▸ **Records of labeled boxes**
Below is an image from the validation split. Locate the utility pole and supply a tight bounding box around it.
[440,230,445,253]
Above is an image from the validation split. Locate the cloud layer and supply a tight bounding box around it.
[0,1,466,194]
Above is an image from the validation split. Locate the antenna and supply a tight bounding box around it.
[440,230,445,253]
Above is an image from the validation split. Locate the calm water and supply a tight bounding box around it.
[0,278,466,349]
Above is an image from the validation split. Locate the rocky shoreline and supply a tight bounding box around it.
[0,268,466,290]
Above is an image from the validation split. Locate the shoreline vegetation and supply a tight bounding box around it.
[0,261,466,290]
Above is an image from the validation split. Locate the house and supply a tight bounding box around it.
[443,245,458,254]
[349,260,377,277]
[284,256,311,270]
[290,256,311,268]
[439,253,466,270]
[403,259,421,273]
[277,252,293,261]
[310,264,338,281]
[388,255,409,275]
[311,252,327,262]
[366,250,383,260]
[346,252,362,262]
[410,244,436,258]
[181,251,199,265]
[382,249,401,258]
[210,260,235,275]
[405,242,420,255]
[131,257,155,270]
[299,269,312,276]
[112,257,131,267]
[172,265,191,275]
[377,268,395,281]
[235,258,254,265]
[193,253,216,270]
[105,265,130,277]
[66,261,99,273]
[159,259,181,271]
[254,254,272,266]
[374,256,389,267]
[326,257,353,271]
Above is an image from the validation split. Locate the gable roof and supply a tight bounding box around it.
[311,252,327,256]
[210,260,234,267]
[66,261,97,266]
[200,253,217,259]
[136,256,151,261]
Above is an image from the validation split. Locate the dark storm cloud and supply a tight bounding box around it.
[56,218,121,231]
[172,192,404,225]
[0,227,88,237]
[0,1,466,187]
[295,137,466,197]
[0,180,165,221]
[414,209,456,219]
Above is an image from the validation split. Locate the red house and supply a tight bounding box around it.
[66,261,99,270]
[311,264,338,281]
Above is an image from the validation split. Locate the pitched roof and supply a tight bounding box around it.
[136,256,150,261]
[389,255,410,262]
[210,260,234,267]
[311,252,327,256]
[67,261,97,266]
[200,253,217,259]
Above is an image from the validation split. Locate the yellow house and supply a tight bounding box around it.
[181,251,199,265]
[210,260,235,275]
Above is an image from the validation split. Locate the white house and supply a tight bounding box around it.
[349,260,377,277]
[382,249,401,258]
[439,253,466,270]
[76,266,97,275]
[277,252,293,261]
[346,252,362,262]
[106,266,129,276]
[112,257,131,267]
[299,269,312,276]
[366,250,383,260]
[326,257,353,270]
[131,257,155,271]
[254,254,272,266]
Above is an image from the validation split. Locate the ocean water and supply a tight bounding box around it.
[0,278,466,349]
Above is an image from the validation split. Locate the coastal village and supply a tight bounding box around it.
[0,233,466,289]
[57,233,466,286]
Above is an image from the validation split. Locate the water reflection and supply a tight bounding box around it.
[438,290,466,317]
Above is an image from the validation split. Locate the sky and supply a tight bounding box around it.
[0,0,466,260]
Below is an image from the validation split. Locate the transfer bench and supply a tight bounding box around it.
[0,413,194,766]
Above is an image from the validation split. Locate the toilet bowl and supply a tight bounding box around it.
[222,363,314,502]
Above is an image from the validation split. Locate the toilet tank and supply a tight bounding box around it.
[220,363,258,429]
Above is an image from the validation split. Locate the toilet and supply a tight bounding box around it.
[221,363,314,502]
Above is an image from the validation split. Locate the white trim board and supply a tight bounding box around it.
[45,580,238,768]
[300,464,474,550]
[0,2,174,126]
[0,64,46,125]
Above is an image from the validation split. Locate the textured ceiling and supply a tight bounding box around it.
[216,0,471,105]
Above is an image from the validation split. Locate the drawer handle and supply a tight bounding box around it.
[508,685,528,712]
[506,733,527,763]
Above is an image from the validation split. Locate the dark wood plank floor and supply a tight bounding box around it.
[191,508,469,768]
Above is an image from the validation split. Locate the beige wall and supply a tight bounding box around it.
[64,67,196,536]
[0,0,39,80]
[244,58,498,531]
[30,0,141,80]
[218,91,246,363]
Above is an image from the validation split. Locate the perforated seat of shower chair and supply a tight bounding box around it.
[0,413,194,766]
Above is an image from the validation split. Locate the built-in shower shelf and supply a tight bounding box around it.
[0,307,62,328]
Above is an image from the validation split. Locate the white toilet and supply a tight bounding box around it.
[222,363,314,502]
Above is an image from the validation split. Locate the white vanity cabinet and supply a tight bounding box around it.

▸ **PROBLEM REQUIREMENTS**
Using the listing above, reproduce each line without omission.

▸ **WRITTEN SOLUTION**
Below is an image from the validation split. Locate the utility pole and supply a tight bounding box around it.
[440,230,445,253]
Above is an image from the validation split. Locate the cloud layer and supply a tight bounding box around it.
[0,1,466,194]
Above is an image from the validation split. Locate the antenna and supply a tight bounding box around it.
[440,230,445,253]
Above is an image from the validation split. Locate the calm water and supply a tight bounding box around it.
[0,278,466,349]
Above is an image from the validation split. Locate the rocky shoreline and supply a tight bounding box around it.
[0,268,466,290]
Above is an image from the validation split. Locate the shoreline vegetation and supply a tight bounding box around it.
[0,261,466,290]
Above is an image from the validation split. Locate the house and supply a tight bounding box around it.
[443,245,458,254]
[349,260,377,277]
[284,256,311,270]
[290,256,311,268]
[439,253,466,270]
[403,259,421,273]
[277,252,293,261]
[310,264,338,281]
[388,255,409,275]
[311,252,327,262]
[366,250,383,260]
[346,252,362,262]
[410,244,436,258]
[181,251,199,265]
[382,249,401,258]
[210,260,235,275]
[405,242,420,255]
[131,257,155,270]
[299,269,312,276]
[112,257,131,267]
[172,265,191,275]
[377,268,395,281]
[235,258,254,265]
[193,253,216,270]
[105,265,130,277]
[66,261,99,273]
[159,259,181,271]
[254,254,272,266]
[374,256,389,267]
[326,257,353,271]
Above is an image from the validation split. Locate the gable roof and supply a tight bounding box around it.
[311,252,327,256]
[210,260,234,267]
[66,261,97,266]
[200,253,217,259]
[136,256,151,261]
Above is an image from the validation split. Locate the dark storm cloud and supply a tight bounding box around it.
[56,218,121,231]
[172,192,404,225]
[0,227,88,237]
[0,1,466,187]
[295,137,466,197]
[0,180,165,221]
[414,209,456,219]
Above is an image from the validation split. Locate the red house and supply a tight bounding box around it.
[66,261,99,270]
[311,264,338,281]
Above is an image from the validation split. Locate the pitched roof and supply a tight bounding box around it.
[136,256,150,261]
[389,255,410,262]
[210,260,234,267]
[311,252,327,256]
[67,261,97,266]
[200,253,217,259]
Above is an image from the validation split. Locate the yellow house and supply a tight bounding box around it.
[181,251,199,265]
[210,260,235,275]
Above is an image from the validation split. Locate the white house and supply a tight bounding box around it.
[349,260,377,277]
[382,249,401,258]
[439,253,466,270]
[76,266,97,275]
[277,252,293,261]
[346,252,362,262]
[106,266,129,276]
[112,257,131,267]
[299,269,312,276]
[366,250,383,260]
[326,257,353,270]
[131,257,155,271]
[254,254,272,266]
Above is an image from the validation split. Locate the ocean water and supply a tight bounding box around it.
[0,278,466,349]
Above is an image from the validation split. Locate the coastal village and supply a tight bounding box around it.
[0,233,466,289]
[57,233,466,286]
Above is an image from the validation split. Locate the water reflection and supply a tight bounding box around it.
[438,290,466,317]
Above is an image from the validation split. Locate the sky and supply a tight bounding box around it.
[0,0,466,260]
Below is an image from the validation split. Locate the transfer bench and supply a tight bounding box around it.
[0,413,194,766]
Above is an image from the validation split. Locate the toilet bowl and supply a tight bounding box around it.
[222,363,314,502]
Above is an image from the validation split. Locate the toilet tank and supply a tight bounding box around it.
[220,363,258,429]
Above is an image from the validation split. Locate the toilet and supply a tight bounding box around it.
[221,363,314,502]
Above is an image from the validation split. Locate the white trim board and supply a tight bounding box around it.
[45,580,238,768]
[300,464,474,550]
[0,2,174,126]
[0,64,46,125]
Above is an image from the validation split. Locate the textured ceiling and supply a tight bounding box around it.
[216,0,471,105]
Above is an image from the validation split. Locate the drawer handle and supply a tight bounding box around it.
[508,685,528,712]
[506,733,527,763]
Above is an image from the validation split. Locate the dark wood plank floor and supply a tight bounding box around it.
[191,508,469,768]
Above is an image from the validation split. Locate the beige wall and supply a tight bounding box around it.
[64,67,196,536]
[0,0,39,80]
[244,58,498,531]
[30,0,141,80]
[218,91,246,363]
Above is an image from the validation split. Locate the perforated seat of shower chair and supply a tight bounding box around it.
[0,413,194,766]
Above is an image from the validation split. Locate the built-in shower shelf and supply a tight bounding box around it.
[0,307,62,328]
Above is an image from the validation split. Locate the white toilet and supply a tight bounding box around it.
[222,363,314,502]
Above is an image from the validation split. Locate the white vanity cabinet and supply a tight bounding box around it.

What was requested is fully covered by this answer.